## BEGIN Items

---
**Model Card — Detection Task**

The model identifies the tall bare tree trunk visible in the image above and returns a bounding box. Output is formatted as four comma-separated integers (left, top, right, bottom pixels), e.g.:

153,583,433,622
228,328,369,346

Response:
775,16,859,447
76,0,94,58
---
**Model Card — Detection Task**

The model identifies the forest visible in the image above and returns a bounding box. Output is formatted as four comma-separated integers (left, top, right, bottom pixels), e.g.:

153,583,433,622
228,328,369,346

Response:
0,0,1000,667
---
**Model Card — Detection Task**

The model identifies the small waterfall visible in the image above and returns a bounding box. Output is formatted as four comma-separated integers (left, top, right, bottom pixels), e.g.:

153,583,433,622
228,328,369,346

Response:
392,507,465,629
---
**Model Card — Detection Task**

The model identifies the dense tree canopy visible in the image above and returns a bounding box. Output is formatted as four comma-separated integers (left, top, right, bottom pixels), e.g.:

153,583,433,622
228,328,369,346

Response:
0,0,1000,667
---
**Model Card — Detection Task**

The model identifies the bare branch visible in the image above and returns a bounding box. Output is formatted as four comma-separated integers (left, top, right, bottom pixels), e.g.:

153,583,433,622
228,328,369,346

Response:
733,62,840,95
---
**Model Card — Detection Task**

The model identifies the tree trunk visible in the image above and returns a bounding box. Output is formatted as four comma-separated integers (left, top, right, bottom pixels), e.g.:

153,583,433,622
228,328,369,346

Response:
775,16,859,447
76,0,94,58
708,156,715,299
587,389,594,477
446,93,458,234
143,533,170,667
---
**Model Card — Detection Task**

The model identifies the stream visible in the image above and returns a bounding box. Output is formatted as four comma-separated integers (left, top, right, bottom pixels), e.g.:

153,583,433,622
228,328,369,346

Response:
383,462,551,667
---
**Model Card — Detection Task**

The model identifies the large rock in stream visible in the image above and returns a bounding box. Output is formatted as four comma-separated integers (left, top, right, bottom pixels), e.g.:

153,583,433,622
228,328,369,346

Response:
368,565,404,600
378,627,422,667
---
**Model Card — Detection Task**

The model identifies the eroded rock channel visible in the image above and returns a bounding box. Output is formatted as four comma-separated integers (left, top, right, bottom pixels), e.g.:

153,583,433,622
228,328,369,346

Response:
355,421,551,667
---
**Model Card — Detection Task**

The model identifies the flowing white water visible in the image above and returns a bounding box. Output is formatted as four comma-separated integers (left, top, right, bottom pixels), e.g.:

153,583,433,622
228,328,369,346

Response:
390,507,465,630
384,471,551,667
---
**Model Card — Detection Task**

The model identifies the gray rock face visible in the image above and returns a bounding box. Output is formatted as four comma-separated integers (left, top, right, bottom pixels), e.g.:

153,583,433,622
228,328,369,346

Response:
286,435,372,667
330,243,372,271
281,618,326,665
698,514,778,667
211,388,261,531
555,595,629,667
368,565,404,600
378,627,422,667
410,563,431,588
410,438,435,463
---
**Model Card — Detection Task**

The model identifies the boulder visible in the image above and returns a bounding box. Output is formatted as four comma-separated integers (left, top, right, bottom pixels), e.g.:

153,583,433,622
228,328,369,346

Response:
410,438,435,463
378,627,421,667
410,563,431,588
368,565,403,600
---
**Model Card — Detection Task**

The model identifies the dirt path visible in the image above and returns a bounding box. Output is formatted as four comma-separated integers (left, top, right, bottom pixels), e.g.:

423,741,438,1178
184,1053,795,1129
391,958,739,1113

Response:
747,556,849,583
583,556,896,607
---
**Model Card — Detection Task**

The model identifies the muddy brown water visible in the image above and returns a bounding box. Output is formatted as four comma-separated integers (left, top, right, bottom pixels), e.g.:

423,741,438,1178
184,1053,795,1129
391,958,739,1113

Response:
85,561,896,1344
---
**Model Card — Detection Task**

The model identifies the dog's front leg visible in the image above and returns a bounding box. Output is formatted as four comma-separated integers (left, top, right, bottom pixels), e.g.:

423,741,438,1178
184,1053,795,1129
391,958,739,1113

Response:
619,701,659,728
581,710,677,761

## END Items

Restate every line of the data word for word.

Task result —
---
**Model Card — Detection Task**

The model identifies the tall bare tree trunk visible in the image above and returns a bounding box. Output is formatted as four comma-separated integers (left, top, right, bottom pixels), e.g.:

153,583,433,622
228,328,369,346

Response:
775,16,859,447
76,0,94,58
---
**Model Card — Detection Task**

The model identifies the forest visible in the image above and returns a bounding box. Output is formatted as four comma-separated integers (left, top, right, bottom pixels), e.g.:

153,583,433,622
228,328,369,346

Response:
0,0,1000,667
---
**Model Card — Detection Task**

The model identifies the small waterfall visible in the image above and returns a bounding box. Output is formatted as four comma-separated integers (left, top, right, bottom pixels), e.g.:

153,583,433,622
228,328,369,346

Response:
392,507,465,629
---
**Model Card — Detection Task**

The model identifies the dense tree canopy visible in the image above and returns a bounding box. Output is formatted as four comma-separated integers (left, top, right, bottom pixels), e.g.:

153,583,433,622
228,328,369,346

Response:
0,0,1000,667
---
**Model Card — Detection Task**

The model identifies the bare branch visible in the image above and returns a bounding box. Output is formatted as four comma-separated integers (left, top, right, bottom pixels), e.g.:

153,583,433,622
228,328,369,346

Response:
733,62,840,95
---
**Model Card — Detection Task**

The model identifies the tree trunk visible in the image above and returns a bounding box. Output is formatted as four comma-separated integers (left, top, right, bottom pixels), e.g.:

153,583,433,622
228,328,369,346

Response:
775,16,859,447
76,0,94,58
708,156,715,299
587,389,594,477
446,93,458,234
143,533,170,667
---
**Model Card — Detection Task**

The model identifies the stream visible in the image above and returns a bounding box. Output is formatted as four comma-separated integers (left, top, right, bottom pixels), e.g.:

153,583,433,622
228,328,369,346

Response:
383,462,551,667
---
**Model Card — Detection Task**

The model identifies the large rock in stream visible in the image above and returns a bounding box. Output is formatted as four comma-separated integers (left, top, right, bottom pixels), e.g.:

153,583,433,622
228,328,369,346

Response:
368,565,404,600
378,627,422,667
---
**Model Card — Detection Task**

The model identifies the eroded rock channel visible in the image above and returns a bounding box. Output is formatted as four comma-separated integers (left, top, right, bottom pixels), e.g.:

153,583,433,622
228,328,369,346

Response:
355,421,551,667
---
**Model Card — Detection Task**

The model identifies the flowing white water visible in the image above and returns a bounding box. Output is formatted as four comma-separated integers (left, top, right, bottom pixels), e.g.:

153,583,433,622
228,328,369,346

Response:
390,507,465,630
384,471,551,667
---
**Model Card — Detection Task**

The model identifies the gray rock face visible in the image above and returns a bounding box. Output is formatted as four comma-separated integers (left, top, right, bottom pixels), e.g.:

153,583,433,622
228,328,369,346

Response:
286,435,372,667
330,243,372,271
281,618,326,665
698,514,778,667
211,388,261,531
555,595,629,667
368,565,404,600
378,627,422,667
410,563,431,588
410,438,435,463
---
**Model Card — Detection Task**

The model identifies the boulder visible in the image above and returns a bounding box. Output is formatted as four comma-separated integers (left, top, right, bottom pixels), e.g.:

153,583,433,622
228,328,369,346

Response:
410,438,435,463
378,627,421,667
410,563,431,588
368,565,403,600
---
**Model Card — Detection Task**

The model identifies the dirt path visible in the image above and returns a bounding box. Output is formatted as four comma-separated integers (left, top, right, bottom pixels), e.g.:

423,741,438,1178
184,1053,795,1129
391,958,739,1113

Response:
747,556,849,583
583,556,896,607
---
**Model Card — Detection Task**

The model identifies the muddy brown water visible in the image above and returns a bounding box. Output is formatted as four comma-separated integers (left, top, right, bottom pixels), e.g.:

423,741,438,1178
184,1053,795,1129
391,958,739,1113

Response:
85,561,896,1344
---
**Model Card — Detection Task**

The model identifies the dog's front leg visible in the image above and returns a bounding box. Output is formatted as four comma-separated integers (left, top, right, bottom pixels), e.g.:

423,741,438,1178
184,1053,795,1129
391,958,739,1113

Response:
619,701,659,728
581,710,677,761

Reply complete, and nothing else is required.